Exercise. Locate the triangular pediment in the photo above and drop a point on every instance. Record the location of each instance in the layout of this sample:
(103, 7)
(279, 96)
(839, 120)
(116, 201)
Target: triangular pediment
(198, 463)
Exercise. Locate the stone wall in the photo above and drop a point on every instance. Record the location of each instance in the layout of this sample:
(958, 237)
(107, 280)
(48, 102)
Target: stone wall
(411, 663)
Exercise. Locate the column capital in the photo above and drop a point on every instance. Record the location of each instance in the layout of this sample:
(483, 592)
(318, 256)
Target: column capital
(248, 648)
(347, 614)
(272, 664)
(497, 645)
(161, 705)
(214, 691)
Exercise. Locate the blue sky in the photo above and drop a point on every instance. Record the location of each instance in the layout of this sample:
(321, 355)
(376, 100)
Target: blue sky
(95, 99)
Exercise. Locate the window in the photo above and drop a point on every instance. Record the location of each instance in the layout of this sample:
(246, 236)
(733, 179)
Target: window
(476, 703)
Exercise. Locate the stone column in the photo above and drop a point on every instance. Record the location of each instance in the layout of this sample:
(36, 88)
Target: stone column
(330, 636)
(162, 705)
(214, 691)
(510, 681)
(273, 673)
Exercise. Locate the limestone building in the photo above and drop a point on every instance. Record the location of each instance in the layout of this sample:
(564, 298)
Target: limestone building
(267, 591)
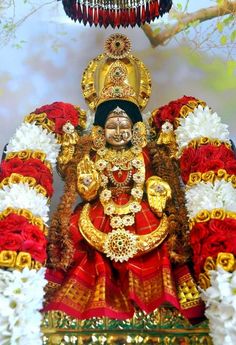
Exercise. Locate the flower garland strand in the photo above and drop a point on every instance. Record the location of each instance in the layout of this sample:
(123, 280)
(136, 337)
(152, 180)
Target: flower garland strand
(220, 299)
(208, 168)
(21, 299)
(25, 189)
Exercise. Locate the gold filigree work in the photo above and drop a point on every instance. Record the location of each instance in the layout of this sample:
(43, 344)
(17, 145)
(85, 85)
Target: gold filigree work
(41, 120)
(188, 293)
(37, 221)
(27, 154)
(206, 215)
(211, 176)
(18, 260)
(17, 178)
(226, 261)
(143, 243)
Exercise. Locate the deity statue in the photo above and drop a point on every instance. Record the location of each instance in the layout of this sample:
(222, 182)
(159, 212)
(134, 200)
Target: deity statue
(124, 246)
(147, 220)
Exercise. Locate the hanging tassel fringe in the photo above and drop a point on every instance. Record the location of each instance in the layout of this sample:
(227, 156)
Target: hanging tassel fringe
(115, 13)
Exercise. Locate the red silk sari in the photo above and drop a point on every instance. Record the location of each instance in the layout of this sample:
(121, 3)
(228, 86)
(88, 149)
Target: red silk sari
(95, 286)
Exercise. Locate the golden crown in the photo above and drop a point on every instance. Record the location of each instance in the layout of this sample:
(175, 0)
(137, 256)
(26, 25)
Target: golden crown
(116, 74)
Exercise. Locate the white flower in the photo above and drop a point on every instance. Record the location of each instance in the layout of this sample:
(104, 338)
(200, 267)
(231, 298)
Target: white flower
(138, 178)
(109, 210)
(105, 195)
(32, 137)
(201, 123)
(68, 128)
(116, 222)
(167, 127)
(22, 196)
(21, 298)
(137, 163)
(137, 193)
(101, 164)
(135, 207)
(208, 196)
(220, 299)
(128, 220)
(102, 152)
(104, 180)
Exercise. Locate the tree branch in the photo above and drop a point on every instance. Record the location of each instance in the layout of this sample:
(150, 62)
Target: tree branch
(183, 23)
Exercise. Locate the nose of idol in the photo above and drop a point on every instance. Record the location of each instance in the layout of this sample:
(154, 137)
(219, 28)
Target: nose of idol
(118, 130)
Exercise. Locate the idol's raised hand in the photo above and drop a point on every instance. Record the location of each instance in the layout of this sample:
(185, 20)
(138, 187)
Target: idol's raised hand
(88, 179)
(158, 192)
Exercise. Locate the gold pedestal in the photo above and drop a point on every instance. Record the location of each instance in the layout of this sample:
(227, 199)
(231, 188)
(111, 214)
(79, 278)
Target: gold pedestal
(165, 326)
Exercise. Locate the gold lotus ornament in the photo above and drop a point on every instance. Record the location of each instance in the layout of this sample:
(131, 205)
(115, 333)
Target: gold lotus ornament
(120, 245)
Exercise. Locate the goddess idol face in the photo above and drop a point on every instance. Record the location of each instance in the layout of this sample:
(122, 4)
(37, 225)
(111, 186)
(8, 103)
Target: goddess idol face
(118, 129)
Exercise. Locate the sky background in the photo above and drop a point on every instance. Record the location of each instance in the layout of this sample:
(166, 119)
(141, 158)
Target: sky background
(54, 52)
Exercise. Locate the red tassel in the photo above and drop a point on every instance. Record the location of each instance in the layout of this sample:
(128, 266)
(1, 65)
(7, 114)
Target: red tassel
(122, 18)
(126, 17)
(147, 13)
(90, 15)
(79, 14)
(143, 17)
(117, 19)
(132, 19)
(156, 9)
(105, 21)
(112, 17)
(152, 10)
(138, 16)
(100, 16)
(95, 16)
(85, 16)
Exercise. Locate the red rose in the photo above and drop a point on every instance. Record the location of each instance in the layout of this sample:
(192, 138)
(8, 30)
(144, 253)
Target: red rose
(10, 241)
(210, 238)
(230, 167)
(60, 113)
(31, 168)
(170, 111)
(32, 232)
(228, 226)
(36, 250)
(13, 224)
(200, 231)
(189, 162)
(214, 165)
(9, 167)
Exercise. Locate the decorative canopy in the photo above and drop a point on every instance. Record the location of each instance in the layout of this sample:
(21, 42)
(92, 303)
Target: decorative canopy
(115, 12)
(116, 75)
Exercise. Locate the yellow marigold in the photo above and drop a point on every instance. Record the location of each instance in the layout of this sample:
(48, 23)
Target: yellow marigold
(226, 261)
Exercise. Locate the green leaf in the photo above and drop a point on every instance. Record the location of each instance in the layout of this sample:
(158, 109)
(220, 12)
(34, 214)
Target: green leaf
(220, 26)
(233, 36)
(228, 19)
(179, 6)
(195, 23)
(223, 40)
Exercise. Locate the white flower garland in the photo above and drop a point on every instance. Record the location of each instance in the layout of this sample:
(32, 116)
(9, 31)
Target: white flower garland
(32, 137)
(22, 196)
(21, 298)
(201, 123)
(220, 299)
(208, 196)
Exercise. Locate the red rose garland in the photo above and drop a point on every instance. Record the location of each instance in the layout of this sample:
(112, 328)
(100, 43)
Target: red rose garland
(210, 238)
(60, 113)
(206, 158)
(17, 234)
(30, 167)
(169, 112)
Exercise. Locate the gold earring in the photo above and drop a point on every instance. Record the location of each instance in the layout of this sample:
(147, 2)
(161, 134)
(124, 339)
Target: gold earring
(98, 138)
(139, 135)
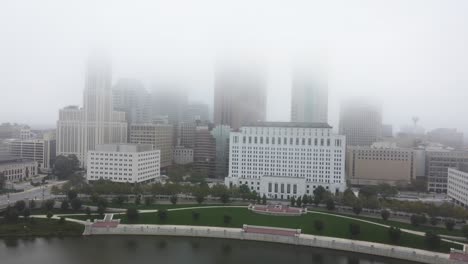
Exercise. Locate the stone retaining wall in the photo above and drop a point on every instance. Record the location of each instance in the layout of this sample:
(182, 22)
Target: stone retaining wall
(362, 247)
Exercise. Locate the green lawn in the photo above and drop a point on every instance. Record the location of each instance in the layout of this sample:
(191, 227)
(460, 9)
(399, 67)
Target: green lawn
(334, 226)
(40, 227)
(422, 228)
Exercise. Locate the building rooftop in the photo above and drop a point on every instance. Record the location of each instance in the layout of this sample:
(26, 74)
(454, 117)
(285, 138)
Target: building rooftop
(124, 147)
(288, 124)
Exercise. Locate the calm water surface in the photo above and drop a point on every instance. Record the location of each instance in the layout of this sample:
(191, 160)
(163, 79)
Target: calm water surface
(141, 250)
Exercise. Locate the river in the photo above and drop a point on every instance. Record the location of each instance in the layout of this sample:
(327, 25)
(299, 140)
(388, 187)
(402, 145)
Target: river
(146, 249)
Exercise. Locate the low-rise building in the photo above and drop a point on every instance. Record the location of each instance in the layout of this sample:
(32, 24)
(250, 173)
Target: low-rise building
(124, 163)
(379, 164)
(183, 155)
(14, 169)
(287, 159)
(457, 184)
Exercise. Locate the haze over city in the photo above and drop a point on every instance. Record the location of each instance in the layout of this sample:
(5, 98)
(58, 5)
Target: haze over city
(409, 55)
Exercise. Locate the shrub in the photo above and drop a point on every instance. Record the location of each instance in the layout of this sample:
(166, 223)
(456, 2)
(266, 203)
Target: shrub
(385, 214)
(319, 225)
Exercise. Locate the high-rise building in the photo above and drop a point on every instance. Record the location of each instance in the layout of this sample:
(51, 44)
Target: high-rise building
(221, 135)
(360, 122)
(130, 96)
(204, 152)
(309, 97)
(82, 129)
(123, 163)
(447, 136)
(376, 165)
(437, 164)
(239, 96)
(157, 135)
(287, 159)
(196, 112)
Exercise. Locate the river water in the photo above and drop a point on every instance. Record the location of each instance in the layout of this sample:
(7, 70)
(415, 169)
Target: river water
____________________
The exact lines of the material above starting at the one that contains "Target: sky background" and ending at the one that contains "Exercise. Locate the green leaf" are what to retype; leave out everything else.

### ANSWER SECTION
Target: sky background
(54, 52)
Exercise. Locate the red tassel in the photo above and drop a point on every instance. Record the location of each instance in the layout of this sample:
(128, 266)
(1, 65)
(7, 114)
Target: red tassel
(122, 18)
(126, 17)
(147, 13)
(90, 15)
(79, 14)
(143, 17)
(117, 19)
(132, 19)
(156, 9)
(105, 21)
(112, 17)
(152, 10)
(138, 16)
(100, 16)
(95, 16)
(85, 16)
Exercise. Locate the red rose in the photo above and drop a point on every instance. Record the location of each instance in the layout of this sample:
(192, 138)
(8, 30)
(144, 253)
Target: red rose
(10, 241)
(210, 238)
(230, 167)
(60, 113)
(31, 168)
(170, 111)
(32, 232)
(228, 226)
(36, 250)
(13, 224)
(200, 231)
(189, 162)
(214, 165)
(9, 167)
Exercise. Locate the decorative canopy in the photo above and drop a point on every instance. Record the location of each instance in the layout of this sample:
(21, 42)
(92, 303)
Target: decorative canopy
(115, 12)
(116, 75)
Exercise. Locate the yellow marigold in the photo above and drop a point on every instance. Record the location of each instance in the layout of this sample:
(48, 23)
Target: yellow marigold
(226, 261)
Exercise. Locate the green leaf in the photo above and drop a point on every instance. Record the location of each instance in the layout of this sample:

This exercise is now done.